[Extract provided]:
To the editor:
I get it, this type of immigration is illegal. We know it’s illegal and there should be a response in some way. You say it’s illegal, yet you go 10 over the speed limit everyday. You say it’s illegal, yet you deduct those “business lunches” every time. Those two simple illegal acts at the large scale they are abused are more threatening to my kid’s safety and our country’s financial solvency than any amount of illegal immigrants let alone their children.
I look at this like I look at nearly every situation I haven’t personally witnessed or experienced. I ask what would I do? How would I react? What if I were walking in their shoes? I’ll tell you what I’d do. If I were living in squalor in a third-world country, unable to feed, clothe or shelter my family and all I had to do was walk across an imaginary line in the desert and we’d instantly be among riches, opportunities and hope beyond anything I could comprehend, I would do it in a heartbeat. Even If you told me it’s “illegal,” according to those who already have all of those riches, I’d still do it. I wouldn’t be able to look my family in the eye and tell them I’d done everything I could to provide for them without trying. Look your children in the eye and tell them you wouldn’t do the same. You won’t.
Now bring it back to you speeding down the highway, only this time your kid is unconscious in the back and you’re rushing to the hospital. Is breaking every traffic law to get there justified? To you it is. I’d do the same. What if you get pulled over. Do you stop? They’ll say “I’m sorry, you were breaking the law. Sit here while I write you a ticket and then you can go.” What would you do? How would you react? If you knew that could happen would it change your decision to leave in the first place? We are no different than any of them. So much so that I hate using a word like “them.” We may have been lucky in that our mom happened to be in this country when we were born, but how did we really earn that? What makes you or I so special that we must sit at the top of the mountain and say to those at the bottom, “you aren’t good enough, you need to get here legally.” Have empathy. Be thankful for what we have. Much of it we work hard for and earn, yet much of it is given to us and we never appreciate it until we lose it or see those without.
We should be working together, finding solutions to help each other up the mountain rather than stepping on the faces of those below us and seeing them as a threat. I see that work in Nevada on a daily basis — whether through our food banks, fundraisers, volunteers or the new Nevada Nice initiative. We have an amazing core ethos in our town to raise each other up and support those who need help. We should expect and call upon our state and federal governments to do the same.

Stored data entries
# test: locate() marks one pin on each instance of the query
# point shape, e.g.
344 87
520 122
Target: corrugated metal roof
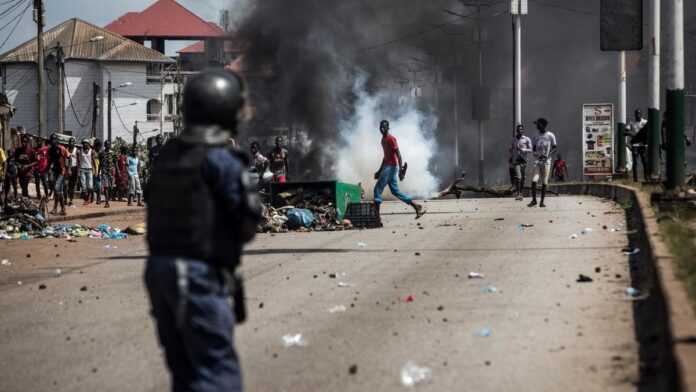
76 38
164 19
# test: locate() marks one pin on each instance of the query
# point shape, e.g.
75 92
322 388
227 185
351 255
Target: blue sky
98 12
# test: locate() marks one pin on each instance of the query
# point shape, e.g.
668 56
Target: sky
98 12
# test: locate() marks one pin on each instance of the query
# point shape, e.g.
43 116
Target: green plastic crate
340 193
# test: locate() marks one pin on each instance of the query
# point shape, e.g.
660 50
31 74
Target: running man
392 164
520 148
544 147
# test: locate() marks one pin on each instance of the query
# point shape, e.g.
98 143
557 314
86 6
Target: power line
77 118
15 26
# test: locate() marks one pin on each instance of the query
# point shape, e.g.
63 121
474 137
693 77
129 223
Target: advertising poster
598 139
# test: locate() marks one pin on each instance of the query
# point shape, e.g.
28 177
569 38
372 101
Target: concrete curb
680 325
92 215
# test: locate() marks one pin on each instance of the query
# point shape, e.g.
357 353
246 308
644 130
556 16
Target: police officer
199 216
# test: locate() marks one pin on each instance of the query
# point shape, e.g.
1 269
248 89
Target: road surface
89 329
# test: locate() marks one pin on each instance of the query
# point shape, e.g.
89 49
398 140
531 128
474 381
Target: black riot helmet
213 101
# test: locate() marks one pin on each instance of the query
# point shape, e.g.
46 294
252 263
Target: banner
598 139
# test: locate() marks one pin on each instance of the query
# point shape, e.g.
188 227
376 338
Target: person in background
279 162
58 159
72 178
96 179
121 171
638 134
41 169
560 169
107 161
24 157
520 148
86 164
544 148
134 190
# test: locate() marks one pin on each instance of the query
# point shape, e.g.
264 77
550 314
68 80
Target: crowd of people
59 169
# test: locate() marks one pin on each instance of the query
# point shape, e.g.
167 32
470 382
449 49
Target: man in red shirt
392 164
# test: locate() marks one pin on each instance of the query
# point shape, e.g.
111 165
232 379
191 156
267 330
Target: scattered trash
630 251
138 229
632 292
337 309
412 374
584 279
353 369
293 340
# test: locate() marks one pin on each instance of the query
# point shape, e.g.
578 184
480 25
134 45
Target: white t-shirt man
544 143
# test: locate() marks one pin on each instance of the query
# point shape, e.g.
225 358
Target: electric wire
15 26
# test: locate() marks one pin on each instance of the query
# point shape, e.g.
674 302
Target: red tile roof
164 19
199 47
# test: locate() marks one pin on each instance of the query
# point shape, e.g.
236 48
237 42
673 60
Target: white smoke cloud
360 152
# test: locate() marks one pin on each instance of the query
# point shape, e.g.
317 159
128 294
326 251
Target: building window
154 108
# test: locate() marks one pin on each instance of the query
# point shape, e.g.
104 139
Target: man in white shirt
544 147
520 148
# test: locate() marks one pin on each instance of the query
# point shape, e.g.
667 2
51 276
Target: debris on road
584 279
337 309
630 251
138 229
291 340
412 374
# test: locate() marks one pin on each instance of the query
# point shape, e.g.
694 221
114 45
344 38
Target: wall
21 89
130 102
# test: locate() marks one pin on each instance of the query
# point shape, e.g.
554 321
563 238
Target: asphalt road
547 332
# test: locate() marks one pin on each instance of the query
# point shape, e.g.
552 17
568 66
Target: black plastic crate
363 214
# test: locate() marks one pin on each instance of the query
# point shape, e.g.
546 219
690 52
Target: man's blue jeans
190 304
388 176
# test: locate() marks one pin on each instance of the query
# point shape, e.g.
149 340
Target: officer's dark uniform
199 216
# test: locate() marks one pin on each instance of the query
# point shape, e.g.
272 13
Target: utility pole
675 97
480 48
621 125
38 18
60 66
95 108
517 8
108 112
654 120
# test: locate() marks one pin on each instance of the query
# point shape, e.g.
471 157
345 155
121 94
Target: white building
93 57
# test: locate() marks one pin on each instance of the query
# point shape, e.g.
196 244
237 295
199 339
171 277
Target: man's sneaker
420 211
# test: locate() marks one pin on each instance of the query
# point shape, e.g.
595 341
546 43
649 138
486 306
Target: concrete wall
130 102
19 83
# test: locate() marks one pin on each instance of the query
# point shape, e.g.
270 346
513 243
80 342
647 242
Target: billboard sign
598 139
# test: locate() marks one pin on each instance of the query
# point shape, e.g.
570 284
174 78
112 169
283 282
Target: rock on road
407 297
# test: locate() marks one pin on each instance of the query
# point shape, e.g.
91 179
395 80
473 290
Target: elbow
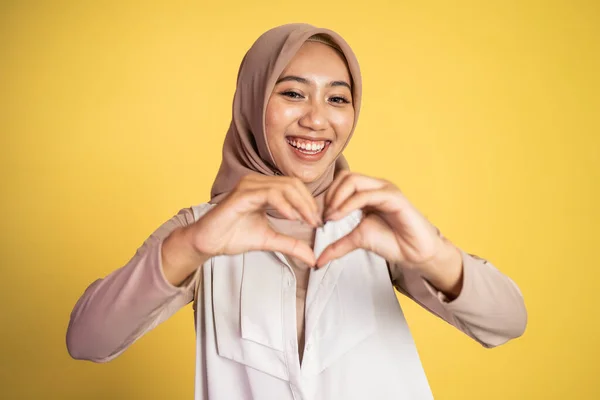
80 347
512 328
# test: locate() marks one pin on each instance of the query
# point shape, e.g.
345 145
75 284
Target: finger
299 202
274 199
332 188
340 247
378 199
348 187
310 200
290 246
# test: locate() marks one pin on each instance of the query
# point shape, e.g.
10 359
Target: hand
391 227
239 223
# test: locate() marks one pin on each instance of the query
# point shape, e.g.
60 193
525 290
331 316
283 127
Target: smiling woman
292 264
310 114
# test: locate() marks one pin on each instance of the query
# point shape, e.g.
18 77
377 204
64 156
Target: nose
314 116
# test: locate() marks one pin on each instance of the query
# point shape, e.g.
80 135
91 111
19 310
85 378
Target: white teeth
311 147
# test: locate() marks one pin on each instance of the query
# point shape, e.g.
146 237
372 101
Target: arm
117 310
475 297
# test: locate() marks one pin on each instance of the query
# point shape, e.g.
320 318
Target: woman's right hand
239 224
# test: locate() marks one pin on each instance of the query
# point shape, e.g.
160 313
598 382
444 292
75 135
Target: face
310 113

[Assigned task 1]: Which new initiative in Nevada does the letter name?
[Assigned task 2]: Repeat word for word the passage of the letter that starts at "I look at this" and ends at "same. You won’t.".

[Answer 1]: The Nevada Nice initiative.

[Answer 2]:
I look at this like I look at nearly every situation I haven’t personally witnessed or experienced. I ask what would I do? How would I react? What if I were walking in their shoes? I’ll tell you what I’d do. If I were living in squalor in a third-world country, unable to feed, clothe or shelter my family and all I had to do was walk across an imaginary line in the desert and we’d instantly be among riches, opportunities and hope beyond anything I could comprehend, I would do it in a heartbeat. Even If you told me it’s “illegal,” according to those who already have all of those riches, I’d still do it. I wouldn’t be able to look my family in the eye and tell them I’d done everything I could to provide for them without trying. Look your children in the eye and tell them you wouldn’t do the same. You won’t.